ВЫДЕРЖКА ИЗ ДОКУМЕНТА:
Иные усмехнутся над словами Паскаля «la terre lui paraisse comme un point au prix du vaste tour que cet astre décrit…» (Земля может показаться точкой (центром круга) сравнительно с окружностью, описываемою вокруг неё Солнцем…). Паскалю было двадцать лет, когда появился посмертно изданный труд Коперника; Паскаль знал, что Земля, по Копернику, вращается вокруг Солнца, а не наоборот; мог поверить этому или не поверить (кажется, не поверил: Je trouve bon qu’on n’approfondisse pas l’opinion de Copernic, см. фрагмент 164-218: «По-моему, правильно, что мы не берём слишком всерьёз мнение Коперника», так ведь? или я переврал?), зато свято верил каждому слову латинской Библии… — но в рассуждениях о Боге и человеке это совершенно неважно; геоцентрическая модель служит поэту ничуть не хуже гелиоцентрической. Католические комментаторы Паскаля не понимают этого и стыдливо огораживают его геоцентризм словами о том, что Паскаль, дескать, «приспособляется к прежнему воззрению». Зря. Паскаль тут опять — в первую очередь поэт, и его фраза — литературный троп: ему важно произнести эти слова: Земля и Солнце, а субординация неважна. На протяжении всего нового времени христианские поэты, в том числе и самые набожные, преспокойно вводили в свои стихотворения греческих и римских богов, и даже католическая церковь не протестовала: все понимали, что это, в широком смысле слова, метафора, возвышенная игра ума. Совершенно так же можно прочесть и мимолётный геоцентризм Паскаля. Упрекнуть его не в чем.

БЛОК ДАННЫХ:
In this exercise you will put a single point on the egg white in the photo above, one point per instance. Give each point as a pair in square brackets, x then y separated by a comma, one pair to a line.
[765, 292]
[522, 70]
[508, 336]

ЗАДАНИЕ: Перепечатайте целиком текст о Паскале, приведённый выше, не меняя в нём ни слова, ни знака.

ПИСЬМЕННЫЙ ОТВЕТ:
Иные усмехнутся над словами Паскаля «la terre lui paraisse comme un point au prix du vaste tour que cet astre décrit…» (Земля может показаться точкой (центром круга) сравнительно с окружностью, описываемою вокруг неё Солнцем…). Паскалю было двадцать лет, когда появился посмертно изданный труд Коперника; Паскаль знал, что Земля, по Копернику, вращается вокруг Солнца, а не наоборот; мог поверить этому или не поверить (кажется, не поверил: Je trouve bon qu’on n’approfondisse pas l’opinion de Copernic, см. фрагмент 164-218: «По-моему, правильно, что мы не берём слишком всерьёз мнение Коперника», так ведь? или я переврал?), зато свято верил каждому слову латинской Библии… — но в рассуждениях о Боге и человеке это совершенно неважно; геоцентрическая модель служит поэту ничуть не хуже гелиоцентрической. Католические комментаторы Паскаля не понимают этого и стыдливо огораживают его геоцентризм словами о том, что Паскаль, дескать, «приспособляется к прежнему воззрению». Зря. Паскаль тут опять — в первую очередь поэт, и его фраза — литературный троп: ему важно произнести эти слова: Земля и Солнце, а субординация неважна. На протяжении всего нового времени христианские поэты, в том числе и самые набожные, преспокойно вводили в свои стихотворения греческих и римских богов, и даже католическая церковь не протестовала: все понимали, что это, в широком смысле слова, метафора, возвышенная игра ума. Совершенно так же можно прочесть и мимолётный геоцентризм Паскаля. Упрекнуть его не в чем.